-- Your instructions --
Every entry should be duplicated verbatim, and no picture may appear in the copy.

-- Extracted records --
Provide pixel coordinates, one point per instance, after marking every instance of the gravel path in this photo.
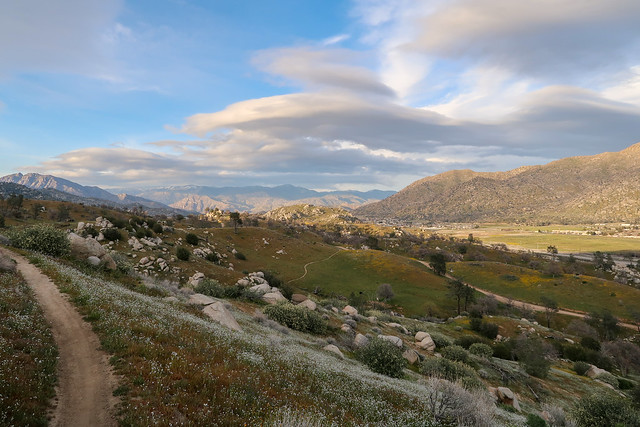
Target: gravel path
(84, 395)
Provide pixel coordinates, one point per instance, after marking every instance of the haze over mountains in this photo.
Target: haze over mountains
(196, 198)
(587, 189)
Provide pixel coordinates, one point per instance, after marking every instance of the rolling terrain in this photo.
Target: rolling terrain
(587, 189)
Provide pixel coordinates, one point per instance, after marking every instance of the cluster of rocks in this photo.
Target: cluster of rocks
(216, 310)
(151, 264)
(90, 250)
(257, 284)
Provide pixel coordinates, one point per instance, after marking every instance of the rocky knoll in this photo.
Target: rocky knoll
(600, 188)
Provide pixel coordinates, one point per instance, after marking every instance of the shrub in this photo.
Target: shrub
(604, 409)
(450, 370)
(581, 368)
(534, 420)
(489, 330)
(590, 343)
(479, 349)
(191, 239)
(212, 256)
(112, 234)
(441, 341)
(456, 353)
(215, 289)
(183, 254)
(382, 357)
(465, 341)
(41, 238)
(296, 317)
(608, 378)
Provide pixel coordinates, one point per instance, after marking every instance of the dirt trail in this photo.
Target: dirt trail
(85, 381)
(526, 305)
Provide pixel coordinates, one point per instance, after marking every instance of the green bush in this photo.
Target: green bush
(581, 368)
(296, 317)
(450, 370)
(112, 234)
(534, 420)
(483, 350)
(41, 238)
(191, 239)
(441, 341)
(604, 409)
(215, 289)
(455, 353)
(382, 357)
(183, 254)
(608, 378)
(465, 341)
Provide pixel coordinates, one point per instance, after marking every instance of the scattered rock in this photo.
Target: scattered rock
(298, 298)
(219, 313)
(411, 355)
(273, 297)
(309, 304)
(360, 341)
(392, 339)
(200, 299)
(508, 397)
(333, 349)
(7, 263)
(351, 311)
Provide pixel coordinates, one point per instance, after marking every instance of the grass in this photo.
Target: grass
(180, 368)
(567, 290)
(416, 289)
(28, 356)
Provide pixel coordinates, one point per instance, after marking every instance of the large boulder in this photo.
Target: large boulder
(298, 298)
(273, 297)
(427, 344)
(351, 311)
(333, 349)
(392, 339)
(360, 341)
(7, 263)
(508, 397)
(200, 299)
(308, 304)
(219, 313)
(411, 356)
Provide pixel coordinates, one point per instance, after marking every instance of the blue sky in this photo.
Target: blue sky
(325, 94)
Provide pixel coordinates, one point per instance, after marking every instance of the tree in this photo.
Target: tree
(235, 218)
(550, 307)
(461, 292)
(438, 264)
(385, 291)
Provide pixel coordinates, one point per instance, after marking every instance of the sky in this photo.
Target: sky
(325, 94)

-- Exercise solution --
Provide pixel coordinates, one point per instance, after marking every instance of the gravel path in this photo.
Target: gravel path
(84, 395)
Provide pixel coordinates, one point per instance, after marking every instance of the haze over mountains in this photo.
Target: haze over mountains
(196, 198)
(587, 189)
Provide pixel coordinates, one point per instance, after marking every instance of the rolling terrain in this photo.
Target: rolling terrain
(587, 189)
Provide pixel coordinates, one point per instance, after marking every instance of the cluster of rocks in this photo.
Target: cluster of rocks
(216, 310)
(151, 264)
(90, 250)
(257, 284)
Provide pixel coordinates, one point per instance, after marking every instance of the rocky knoll in this photo.
Target: rocky knoll
(600, 188)
Provide pixel coordinates, one point per instance, after marking every instance of the shrub in this photo.
Target: shrub
(604, 409)
(450, 370)
(581, 368)
(534, 420)
(489, 330)
(590, 343)
(479, 349)
(191, 239)
(212, 256)
(112, 234)
(441, 341)
(456, 353)
(215, 289)
(183, 254)
(382, 357)
(465, 341)
(41, 238)
(296, 317)
(608, 378)
Provide pixel coordinates, one point per instance, after marking every instance of the dirt trail in this photo.
Target: dirt trail
(85, 381)
(526, 305)
Provide pixel coordinates, one point per instance, after marking every instance of the green bush in this photo.
Target: green bush
(581, 368)
(296, 317)
(450, 370)
(112, 234)
(534, 420)
(483, 350)
(41, 238)
(191, 239)
(441, 341)
(604, 409)
(215, 289)
(455, 353)
(382, 357)
(183, 254)
(608, 378)
(465, 341)
Provide pixel coordinates, one point per instance, after marking every instance of the scattered rock in this photo.
Target: scattered rock
(298, 298)
(219, 313)
(411, 355)
(273, 297)
(309, 304)
(360, 341)
(392, 339)
(200, 299)
(508, 397)
(333, 349)
(7, 263)
(351, 311)
Provide pixel coordinates, one point per instance, after marking every instance of the grass in this photo.
Target: grass
(180, 368)
(567, 290)
(416, 289)
(28, 356)
Provide pixel coordinates, one point per instance, after marking every instance of the large boulder in this photo.
Target: large boulder
(298, 298)
(273, 297)
(427, 344)
(351, 311)
(333, 349)
(392, 339)
(360, 341)
(7, 263)
(508, 397)
(200, 299)
(308, 304)
(219, 313)
(411, 356)
Provide pixel coordinates, one point per instance, after marking every instance of the blue sky in this photo.
Target: blue sky
(325, 94)
Provide pixel coordinates, one point per instance, after marking every instance of the tree in this photo.
Target: tree
(235, 218)
(550, 307)
(461, 292)
(438, 264)
(385, 291)
Provide pixel coordinates, one point per instance, after marking every instance of the sky in this photo.
Target: sky
(325, 94)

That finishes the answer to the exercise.